=== Section Start ===

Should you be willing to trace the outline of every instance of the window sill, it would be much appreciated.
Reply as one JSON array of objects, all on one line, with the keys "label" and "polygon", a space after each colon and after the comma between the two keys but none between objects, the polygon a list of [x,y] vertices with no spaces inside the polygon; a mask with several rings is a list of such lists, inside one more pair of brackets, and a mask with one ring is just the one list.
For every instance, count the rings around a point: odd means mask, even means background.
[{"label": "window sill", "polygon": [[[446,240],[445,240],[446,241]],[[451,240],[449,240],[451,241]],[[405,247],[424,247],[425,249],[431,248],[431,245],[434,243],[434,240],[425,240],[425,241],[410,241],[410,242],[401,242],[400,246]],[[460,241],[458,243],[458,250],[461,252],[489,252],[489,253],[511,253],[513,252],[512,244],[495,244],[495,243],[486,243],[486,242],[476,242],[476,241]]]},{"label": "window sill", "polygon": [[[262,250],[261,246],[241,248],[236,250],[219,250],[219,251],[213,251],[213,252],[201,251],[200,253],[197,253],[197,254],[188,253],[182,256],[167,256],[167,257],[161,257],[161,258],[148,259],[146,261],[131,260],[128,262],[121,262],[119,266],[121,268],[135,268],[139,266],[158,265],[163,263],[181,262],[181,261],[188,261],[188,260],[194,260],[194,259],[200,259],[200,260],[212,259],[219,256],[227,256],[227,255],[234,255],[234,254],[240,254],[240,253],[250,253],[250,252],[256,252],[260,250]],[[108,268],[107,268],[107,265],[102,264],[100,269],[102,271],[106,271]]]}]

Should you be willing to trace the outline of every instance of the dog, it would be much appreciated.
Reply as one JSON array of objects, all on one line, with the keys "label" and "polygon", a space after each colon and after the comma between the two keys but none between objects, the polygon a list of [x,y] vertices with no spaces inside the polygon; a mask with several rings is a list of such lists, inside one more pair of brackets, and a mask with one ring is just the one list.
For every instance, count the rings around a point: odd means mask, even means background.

=== Section End ===

§ Work instruction
Extract all of the data shown above and repeat it verbatim.

§ Result of the exercise
Should you be willing to trace the outline of every instance of the window sill, it would be much appreciated.
Reply as one JSON array of objects, all on one line, with the keys "label" and "polygon", a space after each colon and after the comma between the two keys but none between objects, the polygon a list of [x,y] vertices with no spaces inside the polygon; a mask with several rings is a list of such lists, inside one more pair of brackets, and a mask with one ring is just the one list.
For every instance, count the rings around a point: odd means mask, even means background.
[{"label": "window sill", "polygon": [[[446,240],[445,240],[446,241]],[[451,240],[449,240],[451,241]],[[405,247],[424,247],[425,249],[431,248],[431,245],[434,243],[434,240],[425,240],[425,241],[410,241],[410,242],[401,242],[400,246]],[[460,241],[458,243],[458,250],[461,252],[489,252],[489,253],[511,253],[513,252],[512,244],[495,244],[495,243],[486,243],[486,242],[476,242],[476,241]]]},{"label": "window sill", "polygon": [[[262,250],[261,246],[241,248],[236,250],[219,250],[219,251],[213,251],[213,252],[201,251],[200,253],[197,253],[197,254],[188,253],[182,256],[167,256],[167,257],[161,257],[161,258],[148,259],[146,261],[131,260],[128,262],[121,262],[119,266],[121,268],[135,268],[139,266],[158,265],[163,263],[181,262],[181,261],[188,261],[188,260],[194,260],[194,259],[200,259],[200,260],[212,259],[219,256],[227,256],[227,255],[234,255],[234,254],[240,254],[240,253],[250,253],[250,252],[256,252],[260,250]],[[108,268],[107,268],[107,265],[102,264],[100,269],[102,271],[106,271]]]}]

Should you be willing to trace the outline of every instance of the dog, it would be much appreciated.
Reply as one JSON array of objects, all on one line, with the keys "label" and "polygon", a space after each colon and after the comma between the two keys but none between objects, the polygon a list of [x,y] vertices with no spaces inside the polygon; a mask with several rings is a list of such lists, inside one more pair of brackets, and a mask with one ring is just the one list.
For every instance, count the rings around a point: odd means mask, even means background.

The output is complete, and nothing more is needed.